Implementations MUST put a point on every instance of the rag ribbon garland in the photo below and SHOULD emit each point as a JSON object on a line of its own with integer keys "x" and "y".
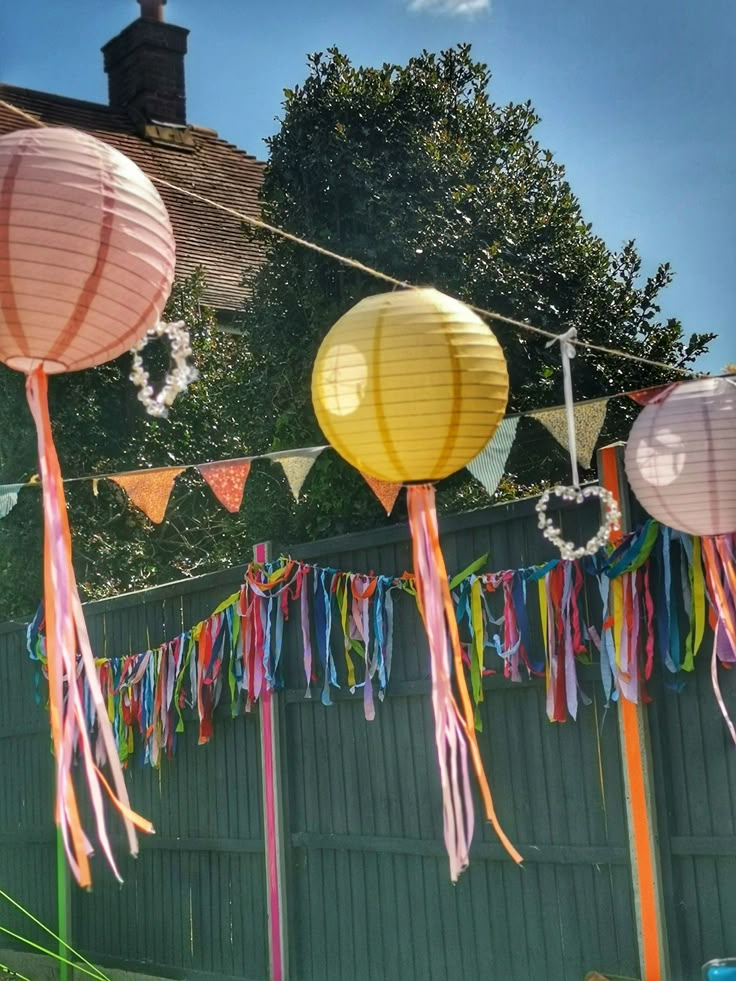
{"x": 648, "y": 598}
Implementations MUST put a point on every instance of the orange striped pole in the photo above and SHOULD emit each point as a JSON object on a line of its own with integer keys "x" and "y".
{"x": 635, "y": 761}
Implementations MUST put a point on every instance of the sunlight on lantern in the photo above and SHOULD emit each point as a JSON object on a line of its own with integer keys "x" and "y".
{"x": 344, "y": 381}
{"x": 661, "y": 461}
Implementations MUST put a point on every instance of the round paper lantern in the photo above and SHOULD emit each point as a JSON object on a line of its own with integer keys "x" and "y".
{"x": 86, "y": 266}
{"x": 86, "y": 251}
{"x": 409, "y": 386}
{"x": 681, "y": 457}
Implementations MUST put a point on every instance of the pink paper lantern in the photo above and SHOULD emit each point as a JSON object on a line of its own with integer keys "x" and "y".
{"x": 86, "y": 266}
{"x": 681, "y": 457}
{"x": 86, "y": 251}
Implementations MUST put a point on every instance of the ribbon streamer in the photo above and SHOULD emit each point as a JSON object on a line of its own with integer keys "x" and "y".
{"x": 67, "y": 636}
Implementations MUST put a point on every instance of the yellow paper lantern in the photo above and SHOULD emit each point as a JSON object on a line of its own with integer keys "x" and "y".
{"x": 409, "y": 386}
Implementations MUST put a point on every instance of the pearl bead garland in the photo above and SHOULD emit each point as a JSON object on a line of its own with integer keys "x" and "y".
{"x": 177, "y": 379}
{"x": 553, "y": 534}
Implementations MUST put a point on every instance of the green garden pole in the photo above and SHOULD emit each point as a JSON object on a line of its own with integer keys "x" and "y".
{"x": 62, "y": 902}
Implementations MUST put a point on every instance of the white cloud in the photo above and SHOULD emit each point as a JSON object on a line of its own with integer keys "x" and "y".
{"x": 455, "y": 8}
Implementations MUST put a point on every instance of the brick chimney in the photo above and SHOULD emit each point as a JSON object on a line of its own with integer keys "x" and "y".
{"x": 145, "y": 67}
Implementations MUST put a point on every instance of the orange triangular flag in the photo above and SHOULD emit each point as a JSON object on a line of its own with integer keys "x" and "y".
{"x": 227, "y": 481}
{"x": 150, "y": 490}
{"x": 385, "y": 491}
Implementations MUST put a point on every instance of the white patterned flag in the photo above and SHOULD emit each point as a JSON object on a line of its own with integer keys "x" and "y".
{"x": 488, "y": 467}
{"x": 297, "y": 466}
{"x": 589, "y": 419}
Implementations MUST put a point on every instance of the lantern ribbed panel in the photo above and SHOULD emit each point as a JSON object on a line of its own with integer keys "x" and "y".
{"x": 86, "y": 251}
{"x": 409, "y": 386}
{"x": 681, "y": 457}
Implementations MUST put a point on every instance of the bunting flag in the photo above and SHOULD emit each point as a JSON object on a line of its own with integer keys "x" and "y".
{"x": 589, "y": 418}
{"x": 385, "y": 491}
{"x": 488, "y": 467}
{"x": 297, "y": 467}
{"x": 652, "y": 614}
{"x": 149, "y": 490}
{"x": 227, "y": 481}
{"x": 8, "y": 498}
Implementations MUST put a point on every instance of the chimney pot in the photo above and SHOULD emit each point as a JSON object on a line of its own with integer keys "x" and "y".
{"x": 152, "y": 9}
{"x": 145, "y": 67}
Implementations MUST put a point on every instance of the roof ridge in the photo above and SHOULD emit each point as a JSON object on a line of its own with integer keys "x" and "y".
{"x": 122, "y": 116}
{"x": 69, "y": 100}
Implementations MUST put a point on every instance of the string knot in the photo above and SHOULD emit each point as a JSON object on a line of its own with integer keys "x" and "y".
{"x": 566, "y": 342}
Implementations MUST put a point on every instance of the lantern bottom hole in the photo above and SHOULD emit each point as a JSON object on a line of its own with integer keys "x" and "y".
{"x": 27, "y": 365}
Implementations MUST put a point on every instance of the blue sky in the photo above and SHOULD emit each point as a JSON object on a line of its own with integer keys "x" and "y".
{"x": 638, "y": 98}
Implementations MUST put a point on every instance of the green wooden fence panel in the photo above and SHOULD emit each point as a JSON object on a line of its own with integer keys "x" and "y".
{"x": 369, "y": 891}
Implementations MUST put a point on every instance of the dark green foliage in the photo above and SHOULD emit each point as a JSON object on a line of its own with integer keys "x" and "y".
{"x": 411, "y": 169}
{"x": 99, "y": 426}
{"x": 416, "y": 172}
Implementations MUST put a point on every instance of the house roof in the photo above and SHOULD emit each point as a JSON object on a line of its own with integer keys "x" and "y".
{"x": 192, "y": 158}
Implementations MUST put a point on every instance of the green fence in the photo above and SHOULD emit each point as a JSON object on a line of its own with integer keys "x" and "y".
{"x": 367, "y": 886}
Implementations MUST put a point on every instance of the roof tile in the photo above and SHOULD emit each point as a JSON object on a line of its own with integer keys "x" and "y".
{"x": 208, "y": 166}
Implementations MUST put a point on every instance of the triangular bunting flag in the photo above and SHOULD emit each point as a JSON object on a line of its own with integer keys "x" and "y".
{"x": 488, "y": 467}
{"x": 296, "y": 469}
{"x": 589, "y": 418}
{"x": 385, "y": 491}
{"x": 149, "y": 490}
{"x": 227, "y": 481}
{"x": 8, "y": 498}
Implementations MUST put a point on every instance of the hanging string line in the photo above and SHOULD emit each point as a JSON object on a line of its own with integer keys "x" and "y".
{"x": 377, "y": 273}
{"x": 314, "y": 450}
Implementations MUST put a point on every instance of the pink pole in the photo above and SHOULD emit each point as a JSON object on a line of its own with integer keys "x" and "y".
{"x": 272, "y": 820}
{"x": 272, "y": 838}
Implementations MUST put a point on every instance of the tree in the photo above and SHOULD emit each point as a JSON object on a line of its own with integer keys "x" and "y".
{"x": 411, "y": 169}
{"x": 99, "y": 427}
{"x": 415, "y": 171}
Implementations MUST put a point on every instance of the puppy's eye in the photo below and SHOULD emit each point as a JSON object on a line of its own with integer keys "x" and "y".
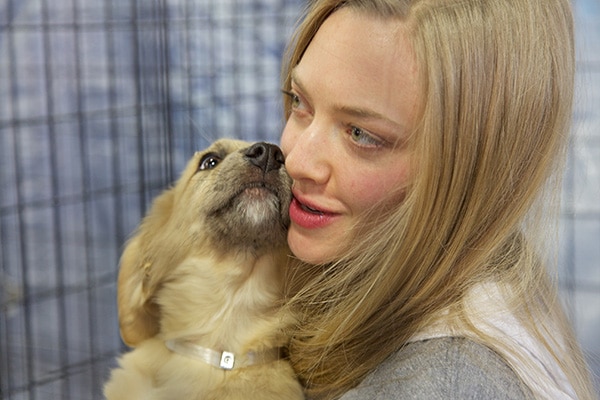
★ ★ ★ ★
## The task
Pull out every line above that contains the word "ribbon", matching case exactly, and copy each one in full.

## Answer to this problem
Implementations MUST put a point on every instance of the rag ribbon garland in the photo below and SHOULD emit each point as a JSON object on a line of its own with integer keys "x" and "y".
Implementations MUST put a point on every instance of the ribbon streamer in the photo above and SHOULD emit each point as a JSON object on a line of its own with integer keys "x" and "y".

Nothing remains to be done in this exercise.